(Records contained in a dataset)
____
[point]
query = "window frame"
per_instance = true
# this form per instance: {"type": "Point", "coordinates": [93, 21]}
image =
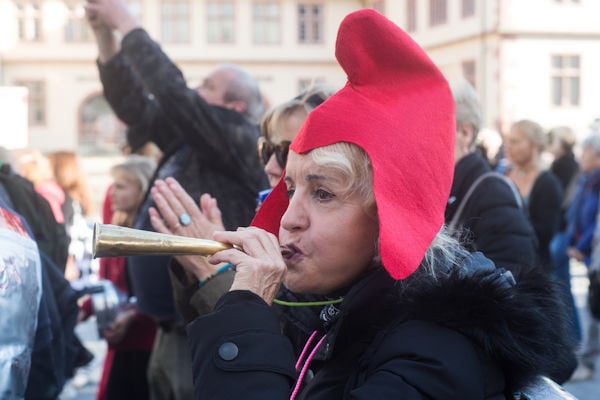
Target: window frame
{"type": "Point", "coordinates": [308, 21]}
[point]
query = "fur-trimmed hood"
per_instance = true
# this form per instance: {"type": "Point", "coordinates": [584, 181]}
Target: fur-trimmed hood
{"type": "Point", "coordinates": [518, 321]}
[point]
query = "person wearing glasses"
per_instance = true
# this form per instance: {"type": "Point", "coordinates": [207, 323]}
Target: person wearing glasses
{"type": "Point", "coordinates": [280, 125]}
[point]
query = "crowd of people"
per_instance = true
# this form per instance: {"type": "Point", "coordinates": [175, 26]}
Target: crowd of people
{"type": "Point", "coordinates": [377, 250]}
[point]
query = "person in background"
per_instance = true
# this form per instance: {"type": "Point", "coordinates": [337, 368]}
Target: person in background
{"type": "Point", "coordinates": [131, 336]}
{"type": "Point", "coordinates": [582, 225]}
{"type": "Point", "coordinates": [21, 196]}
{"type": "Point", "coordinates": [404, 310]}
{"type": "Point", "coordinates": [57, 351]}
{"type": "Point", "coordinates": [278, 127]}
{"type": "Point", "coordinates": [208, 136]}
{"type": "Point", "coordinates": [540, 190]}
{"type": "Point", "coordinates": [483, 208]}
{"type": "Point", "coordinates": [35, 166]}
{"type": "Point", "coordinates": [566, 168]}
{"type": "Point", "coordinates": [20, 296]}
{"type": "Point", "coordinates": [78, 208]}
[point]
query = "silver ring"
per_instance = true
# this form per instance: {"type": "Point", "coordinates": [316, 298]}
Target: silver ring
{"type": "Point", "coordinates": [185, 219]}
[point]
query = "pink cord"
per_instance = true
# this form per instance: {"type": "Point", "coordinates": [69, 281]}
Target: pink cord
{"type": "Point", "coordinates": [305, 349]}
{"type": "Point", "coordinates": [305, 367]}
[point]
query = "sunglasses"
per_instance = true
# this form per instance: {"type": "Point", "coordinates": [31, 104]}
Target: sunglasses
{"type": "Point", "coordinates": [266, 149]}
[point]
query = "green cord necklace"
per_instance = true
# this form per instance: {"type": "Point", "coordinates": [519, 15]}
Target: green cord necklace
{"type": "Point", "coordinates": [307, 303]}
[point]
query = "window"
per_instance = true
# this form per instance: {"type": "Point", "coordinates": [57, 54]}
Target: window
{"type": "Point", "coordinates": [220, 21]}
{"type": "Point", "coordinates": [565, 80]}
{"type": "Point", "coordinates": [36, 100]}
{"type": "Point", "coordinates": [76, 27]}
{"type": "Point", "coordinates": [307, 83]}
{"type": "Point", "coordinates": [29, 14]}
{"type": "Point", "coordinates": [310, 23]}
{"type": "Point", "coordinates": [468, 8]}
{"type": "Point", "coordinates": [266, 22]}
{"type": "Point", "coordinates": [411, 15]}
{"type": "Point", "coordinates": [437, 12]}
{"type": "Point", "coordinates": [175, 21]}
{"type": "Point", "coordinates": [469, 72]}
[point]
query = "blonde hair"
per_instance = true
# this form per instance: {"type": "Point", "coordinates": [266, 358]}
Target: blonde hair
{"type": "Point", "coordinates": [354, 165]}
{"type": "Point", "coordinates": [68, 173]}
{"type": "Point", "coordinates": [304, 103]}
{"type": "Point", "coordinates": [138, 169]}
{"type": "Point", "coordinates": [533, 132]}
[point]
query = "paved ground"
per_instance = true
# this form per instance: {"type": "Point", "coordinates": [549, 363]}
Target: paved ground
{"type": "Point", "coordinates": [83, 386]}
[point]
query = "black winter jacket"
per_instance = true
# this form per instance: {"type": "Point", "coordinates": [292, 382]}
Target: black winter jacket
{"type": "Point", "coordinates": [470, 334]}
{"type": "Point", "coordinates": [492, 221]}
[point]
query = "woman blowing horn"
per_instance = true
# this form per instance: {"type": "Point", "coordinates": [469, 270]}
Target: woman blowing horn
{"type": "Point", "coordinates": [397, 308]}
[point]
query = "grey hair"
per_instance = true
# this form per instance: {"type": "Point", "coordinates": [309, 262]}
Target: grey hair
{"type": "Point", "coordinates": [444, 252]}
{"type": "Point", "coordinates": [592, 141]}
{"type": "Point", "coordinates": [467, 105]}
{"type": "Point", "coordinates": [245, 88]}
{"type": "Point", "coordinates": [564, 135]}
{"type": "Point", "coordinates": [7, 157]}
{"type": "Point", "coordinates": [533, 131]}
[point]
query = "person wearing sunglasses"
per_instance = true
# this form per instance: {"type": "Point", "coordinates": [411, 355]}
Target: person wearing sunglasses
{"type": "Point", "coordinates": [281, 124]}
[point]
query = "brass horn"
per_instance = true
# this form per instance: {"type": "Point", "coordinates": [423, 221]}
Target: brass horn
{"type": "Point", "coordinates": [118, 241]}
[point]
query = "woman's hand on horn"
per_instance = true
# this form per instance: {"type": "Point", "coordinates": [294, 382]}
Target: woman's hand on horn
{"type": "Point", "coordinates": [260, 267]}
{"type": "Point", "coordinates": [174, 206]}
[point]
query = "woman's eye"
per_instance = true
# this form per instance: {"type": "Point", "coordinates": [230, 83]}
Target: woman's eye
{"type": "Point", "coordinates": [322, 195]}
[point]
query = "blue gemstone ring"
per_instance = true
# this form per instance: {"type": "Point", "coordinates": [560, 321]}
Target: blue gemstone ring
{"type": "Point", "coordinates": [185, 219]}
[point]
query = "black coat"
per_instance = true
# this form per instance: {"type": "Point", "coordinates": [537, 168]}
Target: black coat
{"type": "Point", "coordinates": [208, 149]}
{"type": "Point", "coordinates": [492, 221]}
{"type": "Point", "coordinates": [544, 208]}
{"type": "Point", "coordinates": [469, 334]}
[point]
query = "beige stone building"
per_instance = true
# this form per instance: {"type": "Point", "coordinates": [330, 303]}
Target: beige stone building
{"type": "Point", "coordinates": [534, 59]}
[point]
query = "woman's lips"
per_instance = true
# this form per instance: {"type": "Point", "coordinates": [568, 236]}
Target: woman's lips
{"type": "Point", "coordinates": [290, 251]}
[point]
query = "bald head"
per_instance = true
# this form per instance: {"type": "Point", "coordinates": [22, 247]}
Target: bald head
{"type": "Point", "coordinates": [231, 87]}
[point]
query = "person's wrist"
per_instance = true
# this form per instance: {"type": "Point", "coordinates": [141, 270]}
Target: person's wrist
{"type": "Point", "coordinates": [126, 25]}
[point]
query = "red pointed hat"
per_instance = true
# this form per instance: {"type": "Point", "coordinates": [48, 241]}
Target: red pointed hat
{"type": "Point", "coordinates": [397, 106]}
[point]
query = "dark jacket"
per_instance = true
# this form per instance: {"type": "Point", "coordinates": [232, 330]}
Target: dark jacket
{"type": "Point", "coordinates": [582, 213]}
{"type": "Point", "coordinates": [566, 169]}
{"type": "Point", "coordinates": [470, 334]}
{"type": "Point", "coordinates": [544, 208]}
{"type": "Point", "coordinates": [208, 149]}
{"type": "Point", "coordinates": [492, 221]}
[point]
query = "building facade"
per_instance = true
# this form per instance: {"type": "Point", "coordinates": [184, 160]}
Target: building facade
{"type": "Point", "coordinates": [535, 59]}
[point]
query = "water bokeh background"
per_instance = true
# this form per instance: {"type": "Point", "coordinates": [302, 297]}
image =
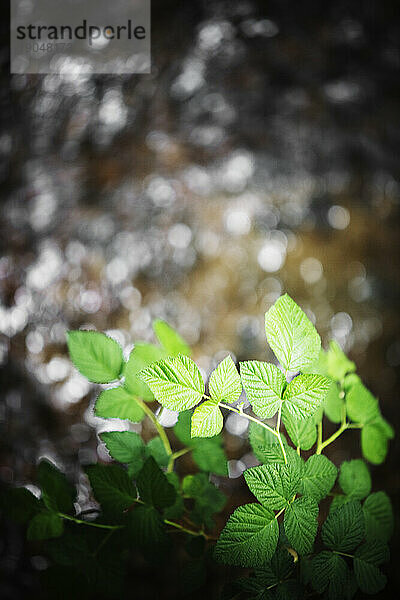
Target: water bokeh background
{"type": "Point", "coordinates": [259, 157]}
____
# What you will do:
Every line of the data should be copied as it stands, without the images.

# Written answer:
[point]
query = "window frame"
per_instance = true
# this form per instance: {"type": "Point", "coordinates": [93, 21]}
image =
Target: window frame
{"type": "Point", "coordinates": [308, 21]}
[point]
query = "fur-trimmed hood"
per_instance = true
# this form per instance: {"type": "Point", "coordinates": [584, 181]}
Target: fur-trimmed hood
{"type": "Point", "coordinates": [518, 321]}
[point]
query = "person wearing glasses"
per_instance = true
# this form per instance: {"type": "Point", "coordinates": [207, 323]}
Target: person wearing glasses
{"type": "Point", "coordinates": [280, 125]}
[point]
query = "crowd of people"
per_instance = true
# this form per instance: {"type": "Point", "coordinates": [175, 26]}
Target: crowd of people
{"type": "Point", "coordinates": [377, 250]}
[point]
query = "person in background"
per_instance = true
# this form per instance: {"type": "Point", "coordinates": [337, 368]}
Target: person in background
{"type": "Point", "coordinates": [131, 336]}
{"type": "Point", "coordinates": [582, 225]}
{"type": "Point", "coordinates": [21, 196]}
{"type": "Point", "coordinates": [404, 310]}
{"type": "Point", "coordinates": [57, 351]}
{"type": "Point", "coordinates": [278, 127]}
{"type": "Point", "coordinates": [208, 136]}
{"type": "Point", "coordinates": [540, 190]}
{"type": "Point", "coordinates": [483, 208]}
{"type": "Point", "coordinates": [35, 166]}
{"type": "Point", "coordinates": [566, 168]}
{"type": "Point", "coordinates": [20, 296]}
{"type": "Point", "coordinates": [78, 208]}
[point]
query = "silver ring"
per_instance = true
# this form per instance: {"type": "Point", "coordinates": [316, 298]}
Target: silver ring
{"type": "Point", "coordinates": [185, 219]}
[point]
query = "pink cord"
per_instance = true
# this form per instance: {"type": "Point", "coordinates": [69, 281]}
Target: pink cord
{"type": "Point", "coordinates": [305, 349]}
{"type": "Point", "coordinates": [305, 367]}
[point]
query = "sunglasses"
per_instance = true
# this form per instance: {"type": "Point", "coordinates": [31, 104]}
Target: sunglasses
{"type": "Point", "coordinates": [266, 149]}
[point]
query = "green cord necklace"
per_instance = true
# this form per instance: {"type": "Point", "coordinates": [519, 15]}
Target: green cord necklace
{"type": "Point", "coordinates": [307, 303]}
[point]
query = "window"
per_instance = true
# this form per instance: {"type": "Point", "coordinates": [57, 54]}
Target: window
{"type": "Point", "coordinates": [220, 21]}
{"type": "Point", "coordinates": [565, 80]}
{"type": "Point", "coordinates": [36, 100]}
{"type": "Point", "coordinates": [76, 27]}
{"type": "Point", "coordinates": [307, 83]}
{"type": "Point", "coordinates": [29, 14]}
{"type": "Point", "coordinates": [310, 23]}
{"type": "Point", "coordinates": [468, 8]}
{"type": "Point", "coordinates": [266, 22]}
{"type": "Point", "coordinates": [411, 15]}
{"type": "Point", "coordinates": [437, 12]}
{"type": "Point", "coordinates": [175, 21]}
{"type": "Point", "coordinates": [469, 72]}
[point]
query = "blonde hair"
per_instance = true
# this form per instance: {"type": "Point", "coordinates": [266, 358]}
Target: blonde hair
{"type": "Point", "coordinates": [354, 165]}
{"type": "Point", "coordinates": [68, 173]}
{"type": "Point", "coordinates": [304, 103]}
{"type": "Point", "coordinates": [138, 169]}
{"type": "Point", "coordinates": [533, 132]}
[point]
query = "paved ground"
per_instance = true
# this form per instance: {"type": "Point", "coordinates": [549, 363]}
Target: paved ground
{"type": "Point", "coordinates": [83, 386]}
[point]
query = "black winter jacket"
per_instance = true
# this form per instance: {"type": "Point", "coordinates": [292, 382]}
Target: black winter jacket
{"type": "Point", "coordinates": [470, 334]}
{"type": "Point", "coordinates": [492, 221]}
[point]
query = "woman blowing horn"
per_instance = true
# this form per instance: {"type": "Point", "coordinates": [469, 270]}
Target: woman blowing horn
{"type": "Point", "coordinates": [397, 308]}
[point]
query = "grey hair"
per_instance = true
# this form per instance: {"type": "Point", "coordinates": [309, 262]}
Target: grey hair
{"type": "Point", "coordinates": [444, 252]}
{"type": "Point", "coordinates": [592, 141]}
{"type": "Point", "coordinates": [467, 105]}
{"type": "Point", "coordinates": [245, 88]}
{"type": "Point", "coordinates": [564, 135]}
{"type": "Point", "coordinates": [7, 157]}
{"type": "Point", "coordinates": [533, 131]}
[point]
query = "person wearing sunglasses"
per_instance = true
# this form per instance: {"type": "Point", "coordinates": [411, 355]}
Target: person wearing sunglasses
{"type": "Point", "coordinates": [281, 124]}
[point]
query = "brass horn"
per_instance = true
# this form per instance: {"type": "Point", "coordinates": [423, 221]}
Target: brass horn
{"type": "Point", "coordinates": [118, 241]}
[point]
query = "woman's hand on horn"
per_instance = true
# this form per instance: {"type": "Point", "coordinates": [294, 382]}
Target: woman's hand on horn
{"type": "Point", "coordinates": [260, 267]}
{"type": "Point", "coordinates": [174, 206]}
[point]
query = "woman's eye"
per_instance = true
# this form per instance: {"type": "Point", "coordinates": [230, 83]}
Target: woman's eye
{"type": "Point", "coordinates": [322, 195]}
[point]
query = "blue gemstone ring"
per_instance = true
# this form per instance: {"type": "Point", "coordinates": [560, 321]}
Target: blue gemstone ring
{"type": "Point", "coordinates": [185, 219]}
[point]
query = "black coat"
per_instance = true
# this form per instance: {"type": "Point", "coordinates": [537, 168]}
Target: black coat
{"type": "Point", "coordinates": [208, 149]}
{"type": "Point", "coordinates": [492, 221]}
{"type": "Point", "coordinates": [544, 208]}
{"type": "Point", "coordinates": [469, 334]}
[point]
query = "beige stone building"
per_instance = true
# this form per instance: {"type": "Point", "coordinates": [330, 303]}
Target: beige stone building
{"type": "Point", "coordinates": [534, 59]}
[point]
query = "woman's lips"
per_instance = true
# this form per instance: {"type": "Point", "coordinates": [568, 236]}
Target: woman's lips
{"type": "Point", "coordinates": [290, 251]}
[point]
query = "bald head"
per_instance = true
# this form per instance: {"type": "Point", "coordinates": [22, 247]}
Target: bald head
{"type": "Point", "coordinates": [231, 87]}
[point]
query = "person's wrist"
per_instance = true
# this form per instance: {"type": "Point", "coordinates": [141, 270]}
Target: person's wrist
{"type": "Point", "coordinates": [126, 25]}
[point]
query = "red pointed hat"
per_instance = true
# this form per instance: {"type": "Point", "coordinates": [48, 241]}
Target: red pointed hat
{"type": "Point", "coordinates": [397, 106]}
[point]
query = "dark jacket"
per_instance = true
# this form per instance: {"type": "Point", "coordinates": [232, 330]}
Target: dark jacket
{"type": "Point", "coordinates": [582, 213]}
{"type": "Point", "coordinates": [566, 169]}
{"type": "Point", "coordinates": [470, 334]}
{"type": "Point", "coordinates": [544, 208]}
{"type": "Point", "coordinates": [208, 149]}
{"type": "Point", "coordinates": [492, 221]}
[point]
query = "building facade"
per_instance = true
# this form per instance: {"type": "Point", "coordinates": [184, 160]}
Target: building facade
{"type": "Point", "coordinates": [535, 59]}
[point]
query = "water bokeh background"
per_instance = true
# this form per instance: {"type": "Point", "coordinates": [302, 297]}
image =
Target: water bokeh background
{"type": "Point", "coordinates": [259, 157]}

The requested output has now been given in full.